What you will do: Please rewrite the material below as a numbered list, one line per item and no blank lines, starting with the line that contains "In the photograph above, where can the boulder" and continuing through the end of the material. Leave the pictures out.

-- Record list start --

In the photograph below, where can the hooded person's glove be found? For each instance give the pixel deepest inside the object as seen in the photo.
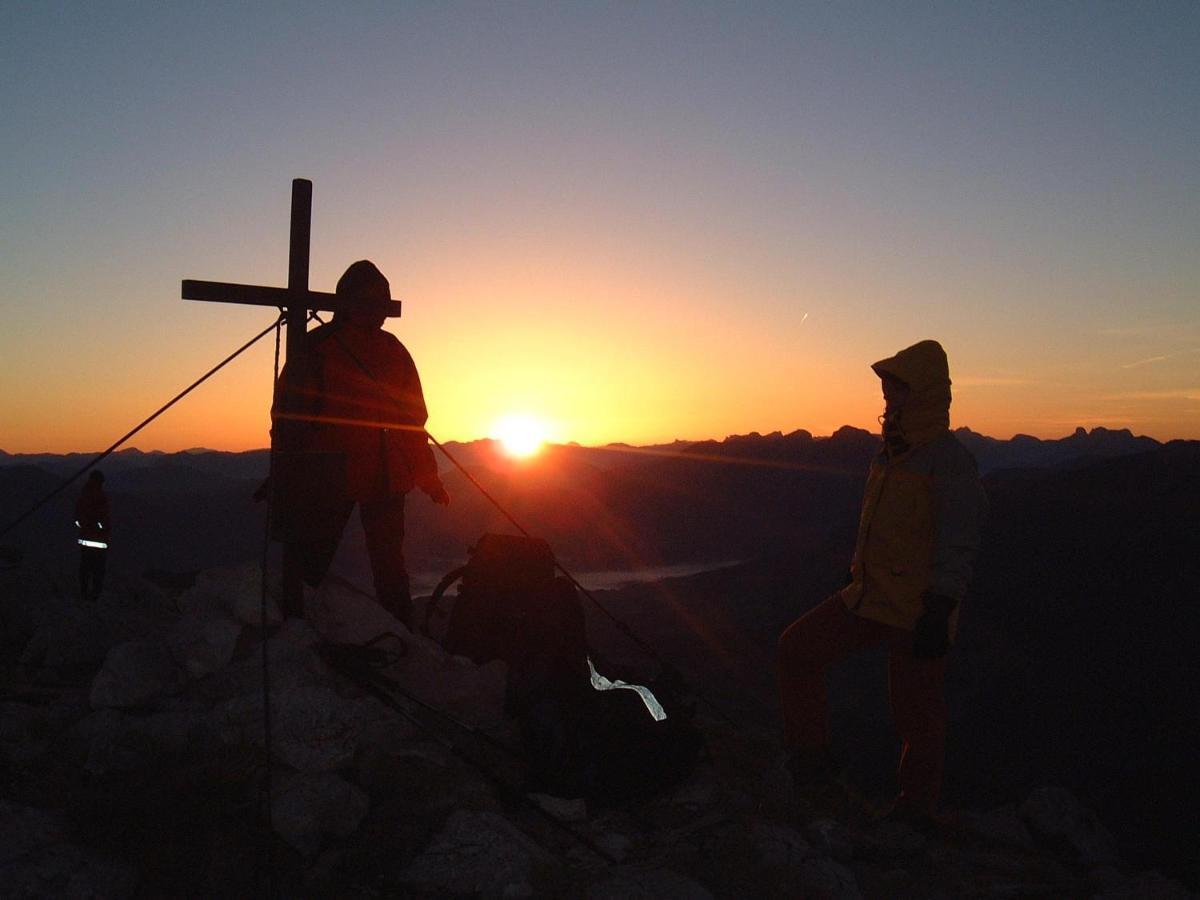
(931, 634)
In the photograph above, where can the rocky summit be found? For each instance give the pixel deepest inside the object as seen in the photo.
(136, 762)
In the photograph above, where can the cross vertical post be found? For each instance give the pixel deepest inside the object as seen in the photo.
(298, 264)
(299, 241)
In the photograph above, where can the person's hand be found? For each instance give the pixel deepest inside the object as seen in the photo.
(262, 491)
(437, 493)
(931, 634)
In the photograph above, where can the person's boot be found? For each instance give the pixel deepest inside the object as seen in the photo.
(399, 601)
(817, 785)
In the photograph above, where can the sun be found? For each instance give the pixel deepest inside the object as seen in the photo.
(521, 435)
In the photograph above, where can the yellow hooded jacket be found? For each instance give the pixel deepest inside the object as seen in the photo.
(922, 509)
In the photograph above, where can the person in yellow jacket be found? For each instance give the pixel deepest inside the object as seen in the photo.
(91, 520)
(918, 537)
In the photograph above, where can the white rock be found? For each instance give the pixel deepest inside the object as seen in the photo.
(479, 855)
(648, 883)
(1054, 814)
(306, 808)
(136, 673)
(822, 877)
(204, 646)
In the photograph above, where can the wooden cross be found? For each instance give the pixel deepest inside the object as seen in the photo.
(295, 299)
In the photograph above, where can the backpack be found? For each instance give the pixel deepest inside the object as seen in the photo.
(580, 737)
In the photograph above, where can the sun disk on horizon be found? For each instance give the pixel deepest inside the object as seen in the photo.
(521, 436)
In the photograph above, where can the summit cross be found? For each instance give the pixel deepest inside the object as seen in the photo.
(295, 300)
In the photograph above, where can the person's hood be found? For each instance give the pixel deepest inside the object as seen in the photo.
(925, 414)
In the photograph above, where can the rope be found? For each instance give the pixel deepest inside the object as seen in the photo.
(154, 415)
(355, 661)
(621, 624)
(267, 790)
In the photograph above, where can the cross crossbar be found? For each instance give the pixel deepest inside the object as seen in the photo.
(256, 295)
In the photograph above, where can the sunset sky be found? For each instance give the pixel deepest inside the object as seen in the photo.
(631, 221)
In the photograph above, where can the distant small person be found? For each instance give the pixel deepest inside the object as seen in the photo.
(918, 538)
(91, 520)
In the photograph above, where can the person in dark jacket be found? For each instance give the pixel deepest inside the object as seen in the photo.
(918, 537)
(351, 418)
(91, 520)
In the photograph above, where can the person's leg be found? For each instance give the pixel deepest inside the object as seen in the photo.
(307, 556)
(825, 635)
(97, 574)
(918, 708)
(383, 521)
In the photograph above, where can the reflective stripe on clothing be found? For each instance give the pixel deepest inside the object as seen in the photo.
(606, 684)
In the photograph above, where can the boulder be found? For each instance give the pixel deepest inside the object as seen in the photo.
(779, 846)
(129, 742)
(1147, 886)
(309, 808)
(313, 729)
(1002, 826)
(479, 855)
(37, 859)
(421, 667)
(647, 883)
(135, 675)
(1059, 819)
(822, 879)
(203, 646)
(831, 838)
(235, 592)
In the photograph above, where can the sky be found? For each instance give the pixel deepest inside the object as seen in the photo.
(634, 221)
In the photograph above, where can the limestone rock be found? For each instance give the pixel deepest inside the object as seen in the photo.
(822, 879)
(479, 855)
(1147, 886)
(39, 861)
(779, 846)
(307, 808)
(1056, 816)
(1002, 826)
(831, 838)
(648, 883)
(234, 592)
(136, 673)
(203, 646)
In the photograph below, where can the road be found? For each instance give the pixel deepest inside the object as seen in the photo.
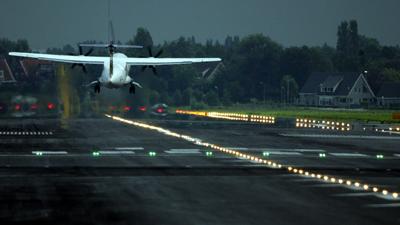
(100, 171)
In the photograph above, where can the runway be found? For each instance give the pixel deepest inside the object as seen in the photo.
(101, 171)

-- Record list end --

Answer in full:
1. In the photograph above, where can the boulder be found? For each instance give the pixel deepest inside the object as seen in the photo.
2. (779, 846)
3. (129, 742)
4. (1147, 886)
5. (309, 808)
6. (313, 729)
7. (1002, 826)
8. (479, 855)
9. (37, 859)
10. (421, 667)
11. (647, 883)
12. (135, 675)
13. (1059, 819)
14. (822, 879)
15. (203, 646)
16. (831, 838)
17. (235, 592)
18. In the photograph above, where can the sky be found? For each instance give the pixel deepest inside the object as seen in the photo.
19. (634, 221)
20. In the photograph above, where can the limestone rock be found? For each instance give the pixel deepest inside the object as seen in the photo.
21. (822, 879)
22. (479, 855)
23. (1147, 886)
24. (39, 861)
25. (779, 846)
26. (307, 808)
27. (1056, 816)
28. (1002, 826)
29. (831, 838)
30. (648, 883)
31. (234, 592)
32. (136, 673)
33. (203, 646)
34. In the photograph below, where can the road be found? For each instance give the pixel deepest inside the object as seen in the photo.
35. (100, 171)
36. In the photograph above, where can the runway be found? For each instance give the pixel deepest inside the object as seen in the photo.
37. (101, 171)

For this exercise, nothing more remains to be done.